▸ Source data:
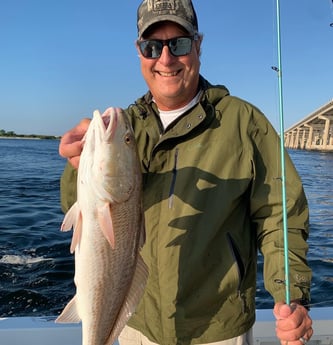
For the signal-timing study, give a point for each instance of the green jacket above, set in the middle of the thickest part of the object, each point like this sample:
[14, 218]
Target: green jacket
[212, 198]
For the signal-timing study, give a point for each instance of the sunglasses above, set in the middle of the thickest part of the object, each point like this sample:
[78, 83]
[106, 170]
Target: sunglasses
[178, 46]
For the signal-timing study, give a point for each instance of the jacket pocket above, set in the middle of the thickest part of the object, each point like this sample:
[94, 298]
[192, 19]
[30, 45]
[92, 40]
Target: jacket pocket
[238, 260]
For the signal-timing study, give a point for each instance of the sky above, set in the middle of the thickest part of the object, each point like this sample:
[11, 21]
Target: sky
[62, 59]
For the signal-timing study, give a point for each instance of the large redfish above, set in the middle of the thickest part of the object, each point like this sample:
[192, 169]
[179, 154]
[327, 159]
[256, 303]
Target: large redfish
[108, 223]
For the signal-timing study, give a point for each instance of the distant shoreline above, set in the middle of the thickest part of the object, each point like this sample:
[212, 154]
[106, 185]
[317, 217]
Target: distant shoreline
[37, 137]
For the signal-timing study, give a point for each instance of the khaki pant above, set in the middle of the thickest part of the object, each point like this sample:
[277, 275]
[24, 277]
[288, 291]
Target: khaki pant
[130, 336]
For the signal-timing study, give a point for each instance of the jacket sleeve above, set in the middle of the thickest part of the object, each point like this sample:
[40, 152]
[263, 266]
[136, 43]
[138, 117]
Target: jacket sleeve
[68, 187]
[267, 215]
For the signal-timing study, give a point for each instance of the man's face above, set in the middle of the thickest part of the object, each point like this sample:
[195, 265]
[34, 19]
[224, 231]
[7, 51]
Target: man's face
[173, 81]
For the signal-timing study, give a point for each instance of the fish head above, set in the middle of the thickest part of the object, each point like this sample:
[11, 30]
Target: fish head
[116, 167]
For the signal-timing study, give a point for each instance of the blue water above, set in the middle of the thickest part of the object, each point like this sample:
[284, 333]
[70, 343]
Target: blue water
[36, 268]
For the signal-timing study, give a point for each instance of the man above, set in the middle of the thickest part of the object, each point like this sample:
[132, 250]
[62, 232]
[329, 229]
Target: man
[212, 198]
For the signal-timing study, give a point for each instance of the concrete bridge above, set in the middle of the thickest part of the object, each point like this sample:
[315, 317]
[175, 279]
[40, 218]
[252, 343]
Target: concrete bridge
[314, 132]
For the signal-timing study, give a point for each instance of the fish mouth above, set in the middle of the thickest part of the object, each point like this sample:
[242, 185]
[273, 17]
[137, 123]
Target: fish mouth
[110, 121]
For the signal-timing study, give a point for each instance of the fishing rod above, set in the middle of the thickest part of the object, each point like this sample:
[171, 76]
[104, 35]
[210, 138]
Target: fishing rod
[278, 69]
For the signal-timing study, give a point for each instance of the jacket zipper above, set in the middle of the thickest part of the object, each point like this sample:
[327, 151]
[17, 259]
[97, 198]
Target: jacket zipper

▸ Assigned task: Give back the records exactly, minus any pictures.

▸ Your solution:
For the signal-timing study, give a point for each instance of the green jacket above, set in the middle of the thickest part of the object, each point like this sample:
[14, 218]
Target: green jacket
[212, 198]
For the signal-timing study, give a point for each instance of the sunglasses above, set in the middle of the thickest part of the object, each point like this sample:
[78, 83]
[106, 170]
Target: sunglasses
[178, 46]
For the signal-timing study, give a point for each instance of the jacket pocket above, set in the middle of the thickest part of the object, each point like this sample:
[94, 298]
[192, 19]
[30, 45]
[92, 40]
Target: jacket pocket
[238, 260]
For the signal-timing study, give a point for each instance of the sky above, set in the middle of the thickest part of the object, each point like this sample:
[11, 21]
Target: sky
[62, 59]
For the signal-timing study, give a point for each instance of the large redfish above, set in the middle of the thickest part of the object, each point like this sample:
[192, 169]
[179, 154]
[327, 159]
[256, 303]
Target: large redfish
[108, 223]
For the signal-timing study, give a point for each instance of the distant shoreline above, set in the middle of the thickest part of the object, each point like this sample:
[212, 154]
[106, 185]
[317, 217]
Target: distant shoreline
[37, 137]
For the signal-timing study, give a point for each instance of the khaki pant above, set in the middle of the thickest part of the object, each point like this sample:
[277, 275]
[24, 277]
[288, 291]
Target: khaki pant
[130, 336]
For the signal-timing study, give a point for each instance of the jacket sleeve above, set in the middle of the thickest part of the object, each point like this sample:
[40, 152]
[263, 266]
[136, 43]
[138, 117]
Target: jacket sleeve
[68, 187]
[267, 215]
For the signal-timing study, give a point for each instance of the man's face above, set in the middle of the thickest part of the object, each point like this sample:
[195, 265]
[34, 19]
[224, 231]
[7, 51]
Target: man's face
[173, 81]
For the signal-timing study, give a point for each instance of the fish head above, set in the middle of the thickest part of the object, each point like this sample:
[11, 30]
Target: fish head
[116, 167]
For the signal-timing study, give a point for each instance of the blue water above, set in the middle of the thickest part of the object, each point like this sample:
[284, 333]
[70, 343]
Target: blue water
[36, 268]
For the signal-timing study, give a point for each instance of the man above, set in the middle of the thickest part of the object, each point like this sample:
[132, 250]
[62, 232]
[329, 229]
Target: man
[212, 198]
For the signal-timing study, give a point for each instance of the concrete bridge above, set in the middle of the thickest part of the object, each point like this sample:
[315, 317]
[175, 279]
[40, 218]
[252, 343]
Target: concrete bridge
[314, 132]
For the signal-timing study, give a point for each instance of the fish mouth above, set in the middle of the thickest part of the object, each point like this sample:
[242, 185]
[273, 17]
[137, 123]
Target: fish mouth
[110, 121]
For the signal-timing study, give a point for each instance of the fishing rod above, set in the middle of the thickest part of the object, each point like this sample:
[171, 76]
[104, 35]
[210, 138]
Target: fishing rod
[278, 69]
For the signal-timing study, give a point for each instance of the jacket zipper above, set in the middle of the thickest part of the object, each point like this sample:
[327, 151]
[17, 259]
[97, 198]
Target: jacket zipper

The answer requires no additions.